## Work item:
A precise repetition of every line below is the required answer.

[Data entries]
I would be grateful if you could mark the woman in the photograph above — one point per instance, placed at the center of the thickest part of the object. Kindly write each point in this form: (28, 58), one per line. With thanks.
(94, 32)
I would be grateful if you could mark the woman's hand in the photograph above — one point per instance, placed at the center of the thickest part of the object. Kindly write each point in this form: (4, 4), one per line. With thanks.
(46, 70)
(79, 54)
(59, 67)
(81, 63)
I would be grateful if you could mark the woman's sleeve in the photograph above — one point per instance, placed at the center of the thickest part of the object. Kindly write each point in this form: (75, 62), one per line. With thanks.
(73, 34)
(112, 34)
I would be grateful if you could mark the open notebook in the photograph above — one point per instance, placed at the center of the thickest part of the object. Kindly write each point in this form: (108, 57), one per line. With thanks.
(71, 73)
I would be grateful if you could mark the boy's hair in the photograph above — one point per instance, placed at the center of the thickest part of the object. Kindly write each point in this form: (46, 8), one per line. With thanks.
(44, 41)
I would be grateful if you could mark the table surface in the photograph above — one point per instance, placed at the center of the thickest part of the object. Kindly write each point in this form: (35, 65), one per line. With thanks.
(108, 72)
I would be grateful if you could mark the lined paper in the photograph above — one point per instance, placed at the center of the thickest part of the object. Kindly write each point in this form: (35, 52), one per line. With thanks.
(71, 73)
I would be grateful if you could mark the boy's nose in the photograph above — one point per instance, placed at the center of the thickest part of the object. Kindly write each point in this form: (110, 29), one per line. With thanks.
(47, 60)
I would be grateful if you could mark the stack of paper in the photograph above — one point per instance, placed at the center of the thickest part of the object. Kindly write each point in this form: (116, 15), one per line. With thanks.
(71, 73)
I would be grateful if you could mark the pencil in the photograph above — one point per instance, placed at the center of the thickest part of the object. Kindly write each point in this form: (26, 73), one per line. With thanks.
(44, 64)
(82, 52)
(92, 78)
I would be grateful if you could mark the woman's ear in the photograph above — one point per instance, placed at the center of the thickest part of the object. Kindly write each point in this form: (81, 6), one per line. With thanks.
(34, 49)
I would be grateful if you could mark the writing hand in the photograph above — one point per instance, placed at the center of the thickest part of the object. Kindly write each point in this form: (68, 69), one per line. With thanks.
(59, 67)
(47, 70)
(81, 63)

## Solution to this exercise:
I would be grateful if you could mark the woman in the photograph above — one point per instance, placed at the center of the thickest part of the object. Kindly write each point in this form: (28, 58), one per line. With thanks.
(94, 32)
I would be grateful if you could mark the woman's hand in the photograph above — one point per instance, placed at the center of the thickest part of the object. Kindly write each point in this form: (4, 4), one per line. With thanks.
(46, 70)
(79, 54)
(59, 67)
(81, 63)
I would be grateful if you could mark the woman's sleeve in the photograph above — one point per instance, placed at the center of the thickest part of the object. Kindly write each point in this form: (75, 62), one per line. With thanks.
(73, 34)
(112, 34)
I would be grateful if you could mark the open notebook in the photograph above — one point per instance, placed at the center of the thickest part of the object. Kindly write each point in this form: (108, 57), one per line. With thanks.
(71, 73)
I would be grateful if you could mark the boy's hair in the photograph above — one point per instance, placed at the center of the thickest part of the object. Kindly write each point in this form: (46, 8), one per line. With thanks.
(44, 41)
I would be grateful if you could mark the table surface in the photograph above — one point per instance, placed at the center of the thickest part of the object. Kindly write each point in this form: (35, 65), one per line. With thanks.
(108, 72)
I would be grateful if you could mark the lined paper in the photograph above — one point per instance, placed at the center of the thickest part of the object. Kindly write each point in this form: (35, 52), one per line. With thanks.
(71, 73)
I would be grateful if you could mark the boy's nose in the photograph above — one point per instance, placed at the center of the thickest part of the object. Kindly write each point in this form: (110, 29), one per line. With thanks.
(47, 60)
I would be grateful if you could mark the stack of paper in the photograph above — one point per instance, placed at the center of the thickest part of the object. Kindly write each point in this form: (116, 15), one per line. With thanks.
(71, 73)
I would be grateful if you could mark the pencil in the photograph above — one point per instance, placed at the center of the thickest part of the object. Kindly write each point in this form: (26, 73), one per line. With thanks.
(44, 64)
(82, 52)
(92, 78)
I would be grateful if you could mark the woman's ear in the photograph above — one point per instance, placed at the center of the thickest part of the object. Kindly write each point in this form: (81, 6), one per line. With thanks.
(34, 49)
I would be grateful if you could mark the writing hand in the photograph above — one point per instance, placed at the center of the thickest part of the object. Kindly write each point in this form: (68, 69), one per line. With thanks.
(59, 67)
(47, 70)
(81, 63)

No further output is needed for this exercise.